#### TEXTO SELECIONADO:
= = = =

Sem a participação popular, os programas de reparação da Renova eram destinados à infraestrutura, às pessoas e ao meio ambiente, contudo, nenhum foi efetivamente cumprido pela Fundação.

Para Mauro da Silva, comerciante nascido e criado em Bento Rodrigues, o local escolhido para o assentamento do “Novo Bento” é impróprio e não condiz com o modo de vida anterior da comunidade. “Em área de declividade, não há como manter atividades rurais, como o plantio e a criação de animais. O novo assentamento, se um dia acontecer, pode até ser um ‘local modelo’ em termos de construção e urbanismo, mas não vai resgatar o nosso modo de vida e a nossa história”, comenta o comerciante.

O programa de reassentamento, que era previsto para ser cumprido em até 36 meses, permanece sem previsão de entrega. Para a advogada e professora de Direito da Universidade Federal de Ouro Preto (UFOP), Tatiana de Souza, esse processo de espera do reassentamento aumentou a vulnerabilidade da população, que foi agravado com o início da pandemia da Covid-19.

“O fator tempo é agravador da violência sofrida por essas pessoas, já passaram seis anos e nenhum reassentamento foi construído e, no caso de Gesteira (comunidade de Barra Longa), nem foi homologado pela Justiça ainda”, explica a advogada.

A demora ocorre, segundo a advogada, devido à resistência da Fundação Renova em atender as exigências da população nas negociações. Os processos, por contarem com pouca participação popular, também encontram resistência nas comunidades. A população luta hoje pela garantia do cumprimento dos ressarcimentos estabelecidos e pelo direito de participar dos processos judiciais que dizem respeito a elas. Quando há avanço na participação, há também uma resistência da Renova.

“A empresa age com a postura de vítima e parece que nós, os atingidos pela lama, somos os réus. Eles são inflexíveis e ameaçam abandonar as audiências se não for no molde deles. São seis anos de impunidade, sem assentamento, reparação ou multa. Parece que o tempo do Império não terminou, onde o poder econômico que determina quem é ou não o criminoso”, relata Mauro da Silva.

= = = =

#### DADOS FORNECIDOS:
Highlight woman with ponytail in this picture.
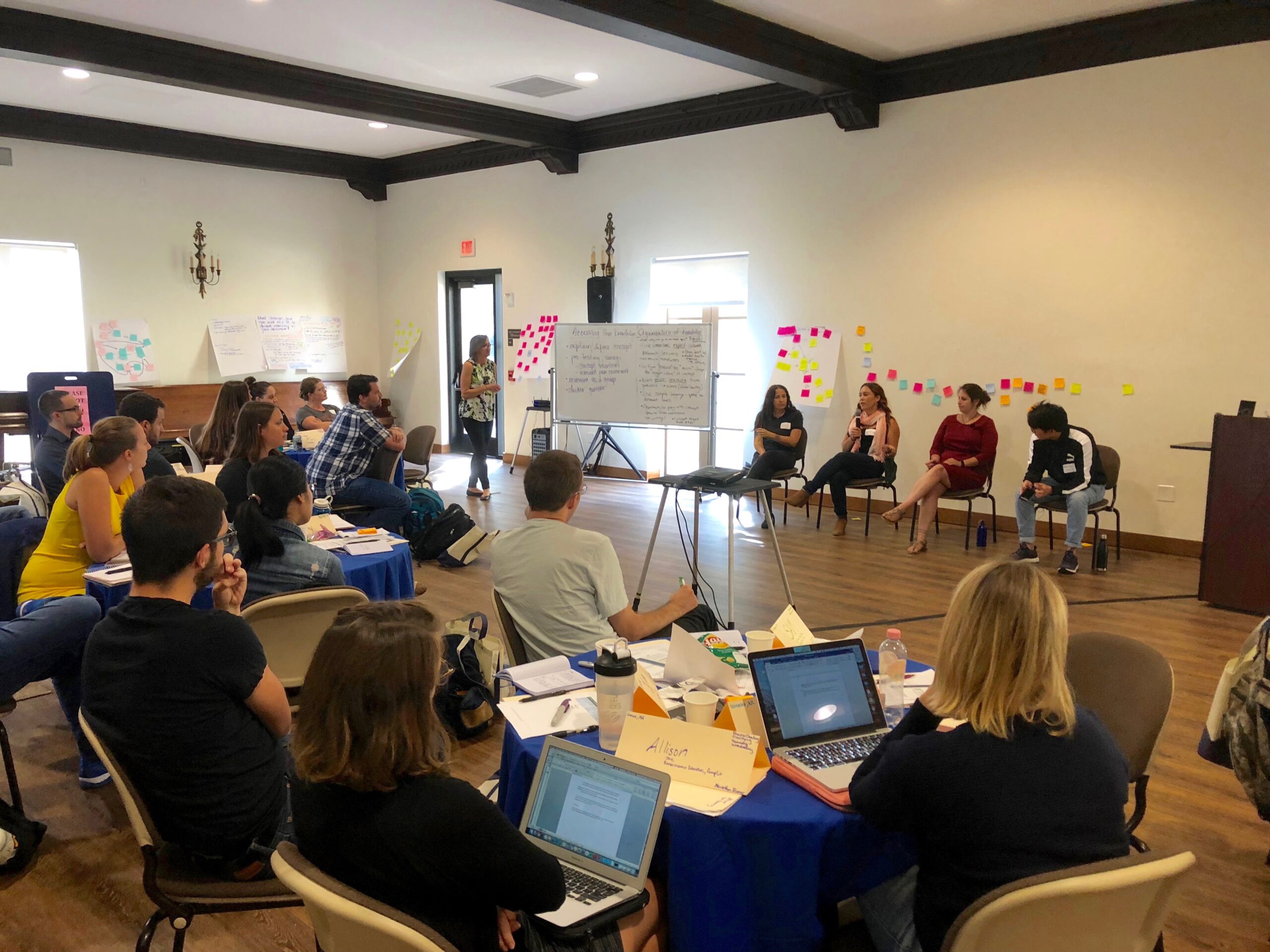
[18,416,150,604]
[234,456,344,604]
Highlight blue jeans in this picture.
[1015,480,1107,548]
[0,595,102,760]
[331,476,410,532]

= = = =

#### REQUISITOS DO EXERCÍCIO:
a. Segundo o texto sobre a Fundação Renova, em quanto tempo o programa de reassentamento deveria ser cumprido?
b. Dê continuidade ao texto sobre a Fundação Renova com o trecho que viria depois da última fala de Mauro da Silva.

#### PROBLEMAS RESOLVIDOS:
a. Em até 36 meses.

b.
A arquiteta e professora da UFOP, Karine Carneiro, acredita que a demora nos processos de ressarcimento tem feito com que as pessoas saiam das suas cidades e desistam do processo de reassentamento. Para ela, as tentativas de reparação em Barra Longa visaram muito mais uma propaganda para a empresa do que o bem-estar da população, que continua sofrendo os impactos das mineradoras.
“Já faz seis anos e não há reparação para a população. O processo significou estar à mercê da Renova, a empresa decide quem tem direito ao auxílio e ao ressarcimento, enquanto as pessoas adoecem contaminadas com a lama deles”, explica a arquiteta.


Contaminação por toda parte
Além da demora na Justiça, a situação da contaminação e da saúde da população é dramática por toda a Bacia do Rio Doce. Não existem medidas preventivas contra os riscos à saúde causados pelos rejeitos, que tiveram a presença de metais pesados identificados em diversos estudos.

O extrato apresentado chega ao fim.